WRITTEN PROBLEM: Reproduce all of the material below verbatim, leaving out the pictures.

+ + + + + + +

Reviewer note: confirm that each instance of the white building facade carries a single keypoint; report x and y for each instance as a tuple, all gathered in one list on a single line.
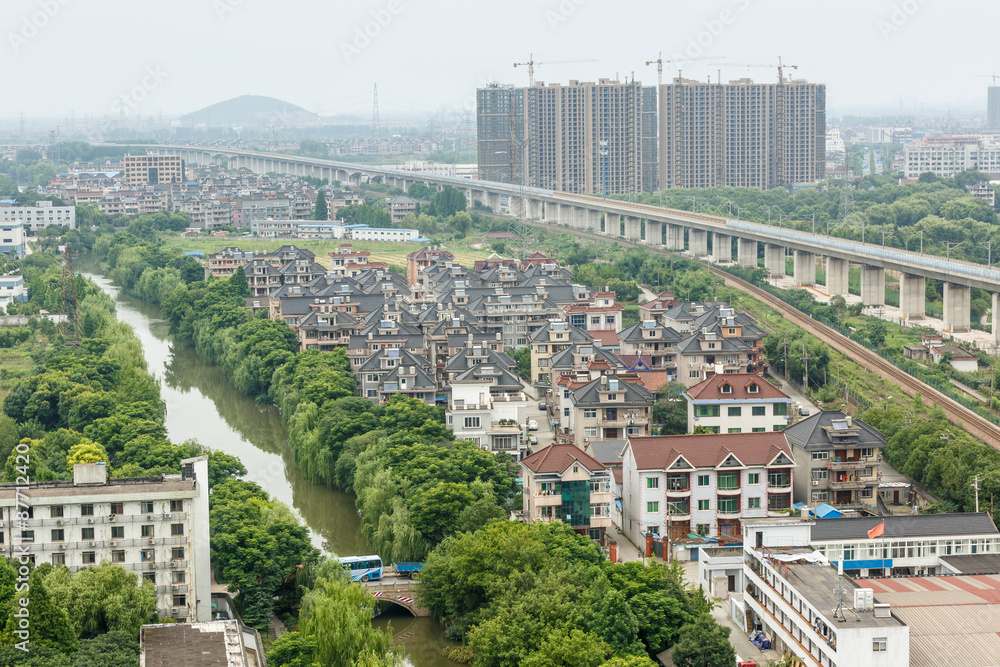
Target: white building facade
[(157, 528)]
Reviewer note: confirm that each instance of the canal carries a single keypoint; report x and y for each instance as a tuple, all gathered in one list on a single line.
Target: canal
[(203, 405)]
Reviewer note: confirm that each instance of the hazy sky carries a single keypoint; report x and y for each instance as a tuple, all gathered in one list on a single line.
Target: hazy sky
[(100, 57)]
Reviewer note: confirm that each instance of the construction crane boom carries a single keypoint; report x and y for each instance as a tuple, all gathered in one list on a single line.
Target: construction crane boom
[(659, 64), (531, 65)]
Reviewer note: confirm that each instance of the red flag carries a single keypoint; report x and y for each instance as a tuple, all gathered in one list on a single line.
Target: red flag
[(877, 531)]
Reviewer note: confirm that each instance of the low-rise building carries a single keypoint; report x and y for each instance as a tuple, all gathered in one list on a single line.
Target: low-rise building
[(155, 527), (838, 458), (706, 484), (737, 403), (562, 483), (39, 216)]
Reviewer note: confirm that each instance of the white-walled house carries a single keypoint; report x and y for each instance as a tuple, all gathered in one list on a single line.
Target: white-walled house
[(706, 484), (737, 403)]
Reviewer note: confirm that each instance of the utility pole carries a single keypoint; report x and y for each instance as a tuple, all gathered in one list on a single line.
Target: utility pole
[(975, 485), (805, 373)]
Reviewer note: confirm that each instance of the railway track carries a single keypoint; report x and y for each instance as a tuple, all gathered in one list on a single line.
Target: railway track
[(956, 413)]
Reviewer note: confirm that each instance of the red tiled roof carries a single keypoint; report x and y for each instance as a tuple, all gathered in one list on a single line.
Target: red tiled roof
[(557, 458), (710, 389), (606, 338), (707, 451)]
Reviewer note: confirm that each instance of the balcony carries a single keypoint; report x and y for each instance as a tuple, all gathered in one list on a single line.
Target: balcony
[(848, 484), (853, 464)]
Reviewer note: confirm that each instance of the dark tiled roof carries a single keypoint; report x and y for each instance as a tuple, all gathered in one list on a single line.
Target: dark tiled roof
[(907, 525)]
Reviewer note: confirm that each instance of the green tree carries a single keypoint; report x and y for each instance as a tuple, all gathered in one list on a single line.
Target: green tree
[(320, 210), (704, 643)]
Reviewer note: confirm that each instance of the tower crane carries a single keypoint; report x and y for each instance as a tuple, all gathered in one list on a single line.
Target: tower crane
[(659, 64), (531, 65)]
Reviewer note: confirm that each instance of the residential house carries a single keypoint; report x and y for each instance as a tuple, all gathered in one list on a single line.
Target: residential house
[(737, 403), (840, 458), (562, 483), (705, 484)]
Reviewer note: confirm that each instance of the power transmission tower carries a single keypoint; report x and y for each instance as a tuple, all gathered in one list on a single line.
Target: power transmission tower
[(376, 122), (70, 299)]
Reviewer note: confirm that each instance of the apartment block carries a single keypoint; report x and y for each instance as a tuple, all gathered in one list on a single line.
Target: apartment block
[(39, 216), (155, 527), (839, 459), (574, 137), (737, 403), (741, 133), (152, 169), (705, 484)]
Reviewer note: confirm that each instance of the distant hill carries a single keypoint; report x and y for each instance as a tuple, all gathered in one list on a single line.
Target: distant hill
[(251, 111)]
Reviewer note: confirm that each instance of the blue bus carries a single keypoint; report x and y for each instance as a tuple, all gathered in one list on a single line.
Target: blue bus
[(363, 568)]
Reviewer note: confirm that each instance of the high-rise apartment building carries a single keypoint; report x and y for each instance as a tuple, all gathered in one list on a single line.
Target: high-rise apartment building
[(993, 108), (741, 133), (577, 137), (153, 169)]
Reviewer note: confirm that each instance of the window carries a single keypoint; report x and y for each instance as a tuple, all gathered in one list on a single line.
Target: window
[(729, 505), (728, 480)]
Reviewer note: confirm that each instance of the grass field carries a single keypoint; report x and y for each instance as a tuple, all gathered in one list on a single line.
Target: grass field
[(393, 253)]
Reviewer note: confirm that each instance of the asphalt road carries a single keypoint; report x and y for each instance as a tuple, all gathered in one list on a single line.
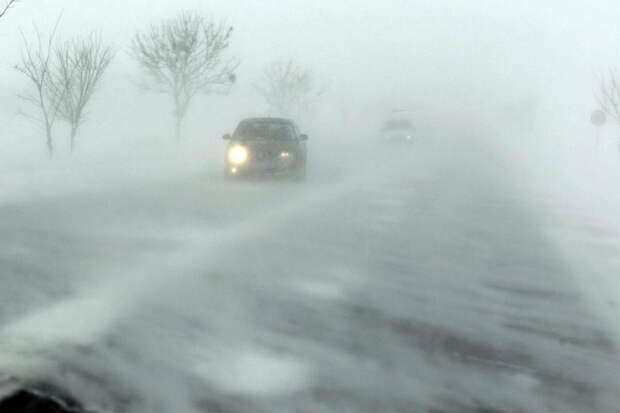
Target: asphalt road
[(413, 280)]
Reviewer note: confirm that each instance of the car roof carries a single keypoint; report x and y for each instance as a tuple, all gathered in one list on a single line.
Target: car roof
[(274, 120)]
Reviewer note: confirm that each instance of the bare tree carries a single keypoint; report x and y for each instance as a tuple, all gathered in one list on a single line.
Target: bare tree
[(37, 65), (183, 56), (80, 65), (608, 96), (288, 89), (8, 4)]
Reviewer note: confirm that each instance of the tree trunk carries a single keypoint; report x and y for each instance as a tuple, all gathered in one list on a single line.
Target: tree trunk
[(73, 133), (50, 143), (178, 128)]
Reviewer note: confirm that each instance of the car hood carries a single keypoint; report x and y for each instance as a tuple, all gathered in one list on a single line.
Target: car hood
[(270, 145)]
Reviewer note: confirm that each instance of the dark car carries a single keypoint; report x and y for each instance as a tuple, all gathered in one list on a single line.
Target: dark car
[(398, 130), (266, 147)]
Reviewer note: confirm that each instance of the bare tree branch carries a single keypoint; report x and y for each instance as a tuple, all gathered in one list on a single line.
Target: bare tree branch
[(7, 6), (36, 65), (79, 67), (287, 88), (184, 56)]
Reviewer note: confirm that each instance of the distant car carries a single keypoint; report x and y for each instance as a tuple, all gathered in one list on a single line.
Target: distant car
[(398, 130), (266, 147)]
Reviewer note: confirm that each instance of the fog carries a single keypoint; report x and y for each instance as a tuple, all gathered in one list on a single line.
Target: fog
[(471, 267)]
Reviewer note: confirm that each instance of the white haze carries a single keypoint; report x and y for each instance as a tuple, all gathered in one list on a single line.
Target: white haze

+ + + + + + +

RESULT OF THE EXERCISE:
Reviewer note: confirm that each instance of the white building facade carries a single keypoint; report x and y for each instance as a tuple, all gathered in one list on a single line.
Target: white building facade
[(157, 528)]
Reviewer note: confirm that each instance of the canal carries a single keypoint; report x and y for each instance as a tuple, all gathered in one list on a single line.
Target: canal
[(203, 405)]
Reviewer note: confirm that each instance of the hazy sky carries a single keypoint; report x and y for each instance as a tuple, all gathered in one list on a single line.
Target: hazy sky
[(100, 57)]
Reviewer note: confirm that each instance of the construction crane boom carries a single keypoint; report x and y for each instance as a tuple, all gathered in one list on a single line.
Target: construction crane boom
[(659, 64), (531, 65)]
Reviewer note: confirm that each instance of the red flag carries a single keypoint; report x and y for each instance as a tuple, all gathered in one list on a single line.
Target: red flag
[(877, 531)]
Reviewer note: confirm that each instance of the low-rise building carries a single keypoint; report x and y for each instance as a tuple, all gathered in one list on a single line.
Target: low-rise building
[(155, 527), (838, 458), (706, 484), (737, 403), (562, 483), (39, 216)]
Reviewer note: confirm that each instance of the white-walled house carries a single keypoint; report x and y for each instance as a tuple, all gathered in one list on a single line.
Target: white-walled house
[(706, 484), (737, 403)]
Reviewer note: confirm that each instance of the utility pole carries a single keypoint; report x and y for each instance as a tuple, all gathered in one list on a single line.
Target: utility pole
[(975, 485), (805, 373)]
Reviewer note: confirm that each instance of the railway track carries a single keypoint; report x and y for each instance as a tuple, all gathered in one list on a single line.
Target: railway track
[(956, 413)]
Reviewer note: confirm that each instance of the red tiled roof carries a single keypoint; report x and y for each instance as a tuple, all gathered in one list on a single line.
Target: red tiled roof
[(557, 458), (710, 389), (606, 338), (707, 451)]
Reviewer note: confirm that each instance of the balcony carries a single keypoint; report x and y for each instance as a tuple, all gathered in one list on a single line.
Target: balcony
[(848, 484), (853, 464)]
Reviewer note: confirm that each instance of the dark tiled roof carries a single keypoint; report x and y for each instance as a tuple, all gathered in one list on a single line.
Target: dark tiled roof
[(907, 525)]
Reviewer note: confirm that each instance of the green tree carries a single keypoint; report x and y for each instance as a tuple, all gathered in one list on a single line.
Target: green tree
[(320, 210), (704, 643)]
Reviewer note: confirm that each instance of the tower crane carries a single keypoint; report x and y for each instance as a tuple, all gathered in one list on a single line.
Target: tower crane
[(659, 64), (531, 65)]
Reviewer note: confirm that each instance of the residential house carries a single keypoint; report x and y for each instance as a tuple, all gathered in one list on a single line.
Target: residential house
[(737, 403), (840, 458), (562, 483), (705, 484)]
Reviewer note: confirm that each instance of the power transmission tower carries a single keypoint; report x and y for each instance as a tuple, all gathered in one list on a single line.
Target: power transmission tower
[(376, 122), (70, 299)]
Reviewer note: confirm that each instance of the apartment block carries a single keypoint; report x and y for each instance as a tuple, all gathered in one list on a single line.
Target: apartment block
[(39, 216), (155, 527), (839, 459), (574, 137), (737, 403), (741, 133), (152, 169), (705, 484)]
Reviewer note: confirm that each instance of the distant hill carries a single keypoint; report x and y for each instance as a tuple, all gathered in one list on a single line.
Target: distant hill
[(251, 111)]
Reviewer note: confirm that each instance of the blue bus carries a single keypoint; report x and y for each instance as a tuple, all gathered in one list on a single line.
Target: blue bus
[(363, 568)]
Reviewer note: confirm that each instance of the high-rise apartment building carries a single keypoint; report x and y for each instance as a tuple, all gathered in one list on a single line.
Target: high-rise apartment building
[(993, 108), (741, 133), (577, 137), (153, 169)]
Reviewer note: confirm that each instance of the window carries a single keypoint; report x and y for each instance as a tuple, all gathered in one list on a single line.
Target: window
[(729, 505), (728, 480)]
Reviewer note: confirm that each instance of the grass field carries a single keypoint; report x and y for each instance as a tuple, all gathered in one list on a single line.
Target: grass field
[(393, 253)]
Reviewer note: confirm that each instance of the asphalt road carries a single keypoint; report x and y for each instance as a tuple, all gathered in one list on a single line.
Target: asphalt road
[(413, 280)]
Reviewer note: confirm that each instance of the car roof carries a single keypoint; report x and y for each instance as a tuple, all gathered in one list on a single line.
Target: car roof
[(274, 120)]
Reviewer note: confirm that each instance of the bare tree carries a single keypoint; report x and y for each instance as a tuple, all gathered in one list on a single line.
Target: bare tree
[(37, 65), (183, 56), (80, 65), (608, 96), (288, 89), (8, 4)]
Reviewer note: confirm that each instance of the tree trunk carries a single keypoint; report x and y for each instance as a tuple, all gathered in one list on a single line.
Target: tree trunk
[(73, 133), (50, 143), (178, 128)]
Reviewer note: confirm that each instance of the car hood carries a single keypoint; report x and y for each instance as a tuple, all gathered in one list on a single line.
Target: car hood
[(270, 145)]
Reviewer note: confirm that each instance of the dark car carries a single keypoint; report x and y for each instance as a tuple, all gathered in one list on a single line.
Target: dark car
[(398, 130), (266, 147)]
Reviewer note: confirm that each instance of the bare tree branch carries a single keypoint; report x and y for each instance as a tuple, all gathered in one list on a single line.
Target: bare tree branch
[(7, 6), (36, 65), (79, 67), (287, 88), (184, 56)]
Reviewer note: confirm that each instance of the distant car carries a single keypoint; report x and y for each instance as a tuple, all gathered in one list on a single line.
Target: distant car
[(398, 130), (266, 147)]
Reviewer note: confirm that each instance of the fog carries a single keypoint; report x and y for each instance as a tuple, all gathered in one list on a single line.
Target: fog
[(471, 267)]
Reviewer note: confirm that each instance of the white haze carries a single keypoint; report x and y for each instance as a tuple, all gathered in one list on a single line.
Target: white haze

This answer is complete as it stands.